Region labeling items

** begin **

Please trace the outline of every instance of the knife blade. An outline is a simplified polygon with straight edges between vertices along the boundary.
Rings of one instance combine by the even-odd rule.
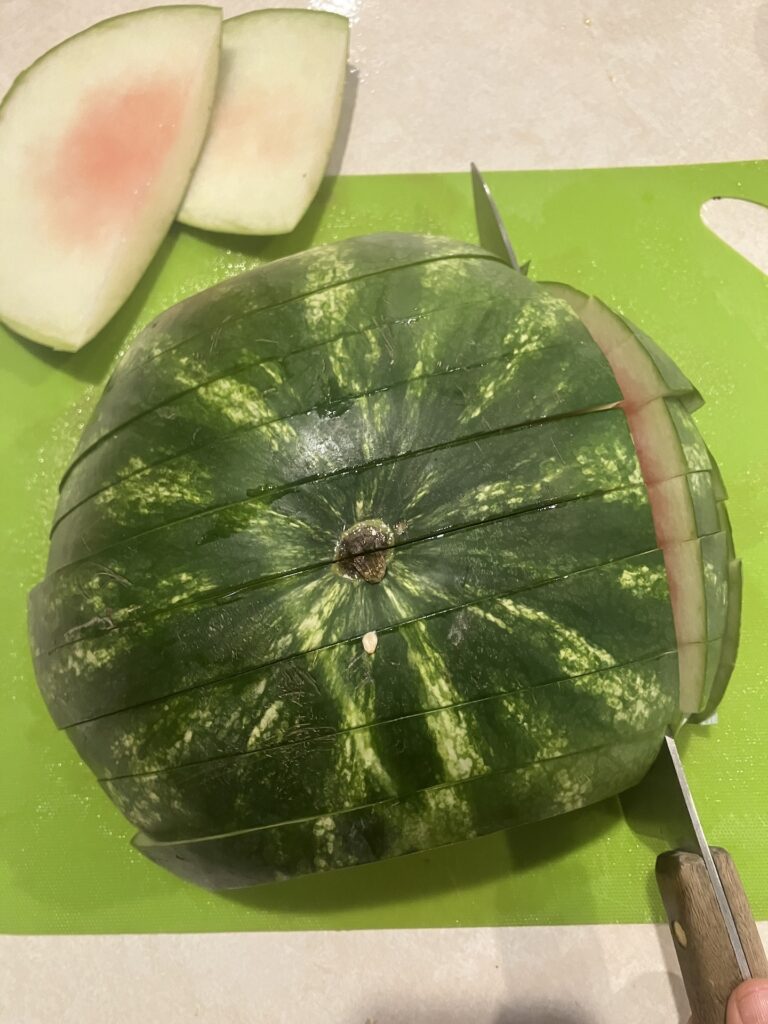
[[[655,876],[693,1021],[722,1024],[730,993],[768,977],[768,959],[730,855],[707,842],[671,733],[621,801],[636,833],[672,848],[657,856]]]
[[[501,218],[494,197],[490,195],[485,179],[475,164],[469,165],[472,172],[472,196],[475,204],[475,222],[480,245],[483,249],[500,256],[513,270],[519,270],[520,264],[509,241],[507,228]]]
[[[639,786],[623,796],[622,803],[625,814],[635,822],[638,830],[656,835],[673,848],[701,857],[741,979],[746,981],[752,972],[733,910],[707,842],[680,752],[671,733],[665,736],[648,774]]]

** end **

Reproduce the listing above verbatim, leaving out the picture.

Please trace the outline of every instance of the knife blade. An outline is a simplified polygon with straight edges between vertices along the boundary.
Rings of one instance combine by the even-odd rule.
[[[655,876],[693,1021],[722,1024],[730,993],[768,977],[768,959],[730,855],[707,842],[671,733],[621,801],[636,833],[672,848],[657,856]]]
[[[501,218],[494,197],[490,195],[485,179],[475,164],[469,165],[472,172],[472,196],[475,204],[475,222],[480,245],[483,249],[500,256],[513,270],[519,270],[520,264],[509,241],[507,228]]]
[[[639,786],[623,796],[622,803],[625,814],[635,822],[638,830],[656,835],[673,848],[701,857],[741,979],[746,981],[752,972],[733,910],[707,842],[680,752],[671,733],[665,736],[648,774]]]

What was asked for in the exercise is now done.